======== Task input ========

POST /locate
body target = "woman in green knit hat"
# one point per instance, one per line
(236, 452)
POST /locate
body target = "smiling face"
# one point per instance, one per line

========

Please write out the data above line for line, with no changes.

§ Solution for this task:
POST /locate
body target = "woman in green knit hat"
# one point per instance, one per line
(236, 452)
POST /locate
body target = "smiling face"
# one point per instance, one per line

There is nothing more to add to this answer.